WHAT THE TASK ASKS
Find each line in the entries below that contains the string "boardwalk", with case significant, and copy those lines out.
============================================================
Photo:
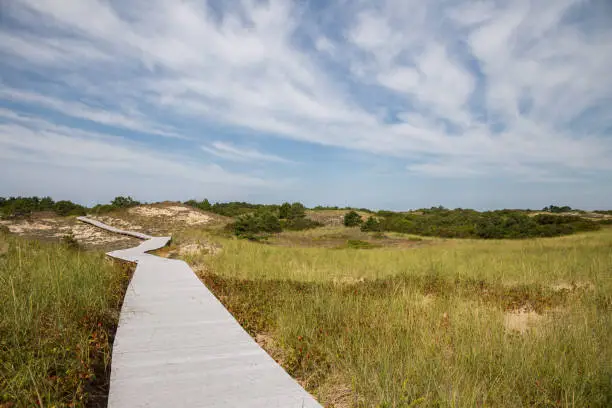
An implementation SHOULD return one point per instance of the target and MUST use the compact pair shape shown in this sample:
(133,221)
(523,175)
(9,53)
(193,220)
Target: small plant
(359,244)
(70,242)
(352,219)
(371,225)
(4,230)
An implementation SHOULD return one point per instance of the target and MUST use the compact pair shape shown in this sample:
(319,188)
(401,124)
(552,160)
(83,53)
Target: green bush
(460,223)
(300,224)
(296,211)
(352,219)
(371,225)
(124,202)
(250,225)
(283,211)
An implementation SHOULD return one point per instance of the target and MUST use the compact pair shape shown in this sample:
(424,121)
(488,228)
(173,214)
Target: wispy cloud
(476,89)
(241,154)
(80,110)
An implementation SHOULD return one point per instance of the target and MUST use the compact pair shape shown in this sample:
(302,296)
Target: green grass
(428,326)
(58,311)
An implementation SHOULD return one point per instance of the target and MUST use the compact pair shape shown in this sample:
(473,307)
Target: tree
(124,202)
(296,211)
(371,225)
(283,211)
(65,207)
(352,219)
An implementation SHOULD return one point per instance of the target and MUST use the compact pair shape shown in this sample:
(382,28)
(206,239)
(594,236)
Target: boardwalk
(177,346)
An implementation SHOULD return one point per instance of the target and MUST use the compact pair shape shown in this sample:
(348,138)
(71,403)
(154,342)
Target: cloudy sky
(386,104)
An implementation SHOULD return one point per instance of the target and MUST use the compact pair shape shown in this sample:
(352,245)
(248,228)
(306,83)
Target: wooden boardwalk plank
(177,345)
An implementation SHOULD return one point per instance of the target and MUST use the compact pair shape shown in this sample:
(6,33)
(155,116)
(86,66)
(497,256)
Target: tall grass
(548,260)
(58,310)
(427,326)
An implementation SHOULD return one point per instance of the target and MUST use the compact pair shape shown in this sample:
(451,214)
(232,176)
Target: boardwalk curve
(177,345)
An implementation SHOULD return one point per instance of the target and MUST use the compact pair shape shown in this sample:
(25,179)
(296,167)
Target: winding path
(177,346)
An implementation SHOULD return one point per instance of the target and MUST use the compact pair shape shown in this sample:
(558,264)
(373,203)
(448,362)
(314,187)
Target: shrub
(371,225)
(459,223)
(70,242)
(300,224)
(283,211)
(124,202)
(296,211)
(352,219)
(249,225)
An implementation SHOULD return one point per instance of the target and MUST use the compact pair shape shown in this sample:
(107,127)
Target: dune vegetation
(58,312)
(466,323)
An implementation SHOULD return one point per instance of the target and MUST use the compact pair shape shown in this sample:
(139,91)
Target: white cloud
(241,154)
(83,111)
(41,144)
(503,86)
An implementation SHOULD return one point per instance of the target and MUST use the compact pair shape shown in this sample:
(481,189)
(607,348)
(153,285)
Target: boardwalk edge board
(177,346)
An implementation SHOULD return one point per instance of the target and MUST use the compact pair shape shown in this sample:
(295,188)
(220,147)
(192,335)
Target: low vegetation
(460,223)
(500,323)
(24,206)
(370,310)
(58,312)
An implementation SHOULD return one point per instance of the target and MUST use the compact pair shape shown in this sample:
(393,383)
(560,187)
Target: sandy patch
(91,235)
(521,320)
(26,227)
(118,223)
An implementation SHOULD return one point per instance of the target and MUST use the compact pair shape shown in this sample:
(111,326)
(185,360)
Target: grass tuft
(58,313)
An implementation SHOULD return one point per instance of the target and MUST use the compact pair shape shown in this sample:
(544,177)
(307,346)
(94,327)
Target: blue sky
(385,104)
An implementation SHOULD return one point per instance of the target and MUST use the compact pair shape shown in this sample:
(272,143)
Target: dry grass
(457,323)
(58,312)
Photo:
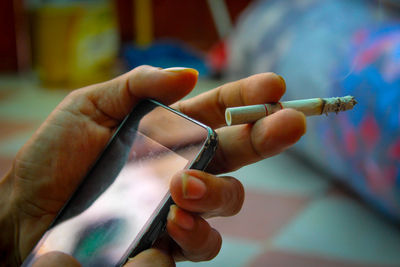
============================================================
SOLUTION BELOW
Target: boardwalk
Target: wooden boardwalk plank
Target: boardwalk curve
Target: boardwalk edge board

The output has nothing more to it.